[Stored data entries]

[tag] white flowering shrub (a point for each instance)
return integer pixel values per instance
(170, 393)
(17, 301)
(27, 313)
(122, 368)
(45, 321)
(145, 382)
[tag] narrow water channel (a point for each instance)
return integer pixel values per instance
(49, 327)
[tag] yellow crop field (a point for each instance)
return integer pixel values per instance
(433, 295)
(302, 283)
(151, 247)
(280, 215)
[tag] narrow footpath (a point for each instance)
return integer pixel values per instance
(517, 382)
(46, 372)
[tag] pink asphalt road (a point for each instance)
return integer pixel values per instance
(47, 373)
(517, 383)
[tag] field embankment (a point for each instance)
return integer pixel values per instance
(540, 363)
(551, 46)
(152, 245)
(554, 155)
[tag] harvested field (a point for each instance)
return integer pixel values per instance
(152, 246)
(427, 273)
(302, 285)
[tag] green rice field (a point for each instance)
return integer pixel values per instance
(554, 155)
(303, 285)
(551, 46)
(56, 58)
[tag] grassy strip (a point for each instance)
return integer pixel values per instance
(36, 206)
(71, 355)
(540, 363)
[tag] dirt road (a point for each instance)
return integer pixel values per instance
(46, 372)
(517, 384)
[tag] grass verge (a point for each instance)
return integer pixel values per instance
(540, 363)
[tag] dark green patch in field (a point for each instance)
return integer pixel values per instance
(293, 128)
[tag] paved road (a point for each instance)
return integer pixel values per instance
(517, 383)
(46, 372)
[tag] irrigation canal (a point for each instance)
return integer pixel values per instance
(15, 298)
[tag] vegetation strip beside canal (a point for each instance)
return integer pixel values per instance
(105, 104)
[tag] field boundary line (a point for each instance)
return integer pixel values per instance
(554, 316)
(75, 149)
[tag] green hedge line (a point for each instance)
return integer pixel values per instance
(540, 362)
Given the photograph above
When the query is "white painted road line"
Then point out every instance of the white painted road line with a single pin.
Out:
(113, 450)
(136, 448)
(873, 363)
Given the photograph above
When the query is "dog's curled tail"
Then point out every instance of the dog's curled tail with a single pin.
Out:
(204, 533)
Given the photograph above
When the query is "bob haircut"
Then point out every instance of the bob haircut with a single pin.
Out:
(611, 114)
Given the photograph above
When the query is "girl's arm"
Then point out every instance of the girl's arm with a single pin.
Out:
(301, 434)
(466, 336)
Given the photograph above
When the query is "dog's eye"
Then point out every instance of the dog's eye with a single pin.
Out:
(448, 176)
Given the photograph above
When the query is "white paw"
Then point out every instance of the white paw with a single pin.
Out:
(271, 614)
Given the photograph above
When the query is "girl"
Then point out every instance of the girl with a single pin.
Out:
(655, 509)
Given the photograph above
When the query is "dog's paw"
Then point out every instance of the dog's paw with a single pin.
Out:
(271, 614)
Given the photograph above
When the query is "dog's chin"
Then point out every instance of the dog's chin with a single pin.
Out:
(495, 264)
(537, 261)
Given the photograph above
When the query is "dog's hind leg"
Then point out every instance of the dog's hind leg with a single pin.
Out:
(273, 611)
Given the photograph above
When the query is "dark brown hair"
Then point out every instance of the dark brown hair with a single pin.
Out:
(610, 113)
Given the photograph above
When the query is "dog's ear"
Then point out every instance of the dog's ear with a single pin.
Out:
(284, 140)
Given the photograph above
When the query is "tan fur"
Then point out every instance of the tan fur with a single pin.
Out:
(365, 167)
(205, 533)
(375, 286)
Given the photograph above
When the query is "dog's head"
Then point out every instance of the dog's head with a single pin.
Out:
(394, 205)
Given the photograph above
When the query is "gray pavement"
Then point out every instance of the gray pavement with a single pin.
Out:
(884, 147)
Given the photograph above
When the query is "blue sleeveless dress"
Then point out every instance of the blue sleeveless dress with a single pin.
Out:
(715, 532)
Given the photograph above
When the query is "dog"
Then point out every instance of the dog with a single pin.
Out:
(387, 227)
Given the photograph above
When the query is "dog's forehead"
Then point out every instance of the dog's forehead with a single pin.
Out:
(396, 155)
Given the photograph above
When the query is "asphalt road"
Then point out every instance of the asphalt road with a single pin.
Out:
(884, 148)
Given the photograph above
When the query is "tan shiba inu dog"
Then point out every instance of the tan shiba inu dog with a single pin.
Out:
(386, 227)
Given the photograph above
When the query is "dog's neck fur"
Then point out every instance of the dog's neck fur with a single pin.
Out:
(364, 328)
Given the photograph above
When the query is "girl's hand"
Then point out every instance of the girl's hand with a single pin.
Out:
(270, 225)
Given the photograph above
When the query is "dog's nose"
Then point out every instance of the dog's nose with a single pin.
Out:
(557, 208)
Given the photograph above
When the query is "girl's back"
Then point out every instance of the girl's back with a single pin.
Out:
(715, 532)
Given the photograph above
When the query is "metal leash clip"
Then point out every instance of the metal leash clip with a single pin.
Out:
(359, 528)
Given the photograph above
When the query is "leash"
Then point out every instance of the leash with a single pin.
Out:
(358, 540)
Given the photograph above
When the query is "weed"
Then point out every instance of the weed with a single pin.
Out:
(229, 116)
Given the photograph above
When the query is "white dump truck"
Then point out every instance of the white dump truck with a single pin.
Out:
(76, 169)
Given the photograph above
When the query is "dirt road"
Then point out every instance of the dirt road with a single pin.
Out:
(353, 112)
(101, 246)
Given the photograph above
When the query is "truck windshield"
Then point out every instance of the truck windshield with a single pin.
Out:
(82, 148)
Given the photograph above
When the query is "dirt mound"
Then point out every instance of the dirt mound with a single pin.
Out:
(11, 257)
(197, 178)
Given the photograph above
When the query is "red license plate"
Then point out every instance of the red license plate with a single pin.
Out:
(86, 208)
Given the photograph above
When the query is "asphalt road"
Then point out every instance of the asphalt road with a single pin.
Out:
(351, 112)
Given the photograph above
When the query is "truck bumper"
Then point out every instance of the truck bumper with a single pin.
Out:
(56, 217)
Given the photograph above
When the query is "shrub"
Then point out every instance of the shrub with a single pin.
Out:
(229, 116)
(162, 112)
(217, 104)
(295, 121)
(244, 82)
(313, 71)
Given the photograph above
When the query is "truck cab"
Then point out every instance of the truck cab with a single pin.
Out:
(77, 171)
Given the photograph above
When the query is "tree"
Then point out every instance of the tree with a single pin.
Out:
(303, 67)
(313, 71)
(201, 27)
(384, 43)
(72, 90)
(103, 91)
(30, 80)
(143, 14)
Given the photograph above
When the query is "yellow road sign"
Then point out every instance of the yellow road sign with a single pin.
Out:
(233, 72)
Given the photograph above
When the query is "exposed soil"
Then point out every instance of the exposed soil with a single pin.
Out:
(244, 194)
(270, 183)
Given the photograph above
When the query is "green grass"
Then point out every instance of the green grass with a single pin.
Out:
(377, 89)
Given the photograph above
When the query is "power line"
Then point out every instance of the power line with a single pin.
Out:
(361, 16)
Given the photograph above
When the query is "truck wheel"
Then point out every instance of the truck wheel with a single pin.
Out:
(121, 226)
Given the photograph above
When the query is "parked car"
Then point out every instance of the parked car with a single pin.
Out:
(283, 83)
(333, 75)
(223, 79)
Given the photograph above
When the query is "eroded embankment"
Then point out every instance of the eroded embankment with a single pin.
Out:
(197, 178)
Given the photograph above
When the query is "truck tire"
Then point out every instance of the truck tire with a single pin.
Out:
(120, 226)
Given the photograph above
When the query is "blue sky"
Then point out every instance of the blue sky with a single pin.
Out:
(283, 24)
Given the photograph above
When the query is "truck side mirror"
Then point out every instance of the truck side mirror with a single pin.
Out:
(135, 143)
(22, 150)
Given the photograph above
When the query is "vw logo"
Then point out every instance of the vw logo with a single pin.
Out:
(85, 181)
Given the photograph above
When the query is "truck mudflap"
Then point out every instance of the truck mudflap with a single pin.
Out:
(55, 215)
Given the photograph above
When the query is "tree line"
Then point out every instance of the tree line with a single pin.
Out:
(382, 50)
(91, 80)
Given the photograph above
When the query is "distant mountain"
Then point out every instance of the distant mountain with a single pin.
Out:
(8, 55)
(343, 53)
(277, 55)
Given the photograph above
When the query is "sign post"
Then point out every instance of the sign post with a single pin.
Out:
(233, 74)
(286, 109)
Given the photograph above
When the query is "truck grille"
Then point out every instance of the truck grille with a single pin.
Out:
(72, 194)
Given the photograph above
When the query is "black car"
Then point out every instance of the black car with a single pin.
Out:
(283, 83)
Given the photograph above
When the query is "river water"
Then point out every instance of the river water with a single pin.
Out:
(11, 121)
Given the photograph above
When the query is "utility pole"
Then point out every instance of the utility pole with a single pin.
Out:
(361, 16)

**Task requirements**
What is needed is a verbatim copy of every line in the records above from the one containing "[tag] field embankment" down to the one containing "[tag] dark green", both included, and nothing more.

**Answer for this exercise**
[tag] field embankment (a point for each instance)
return integer pixel values per instance
(540, 363)
(551, 46)
(152, 245)
(554, 155)
[tag] harvested field (a point for each instance)
return integer pixel values per instance
(152, 246)
(427, 273)
(302, 285)
[tag] green rice field (a point for each instance)
return integer pixel values per instance
(554, 155)
(303, 285)
(551, 46)
(56, 58)
[tag] grassy strip (a point for each instance)
return integer pixel values per instance
(36, 206)
(71, 355)
(540, 363)
[tag] dirt road (a point for each instance)
return integer pixel values per instance
(46, 372)
(517, 384)
[tag] grass verge (a point for each instance)
return integer pixel values per instance
(540, 363)
[tag] dark green patch in field (a point for each instance)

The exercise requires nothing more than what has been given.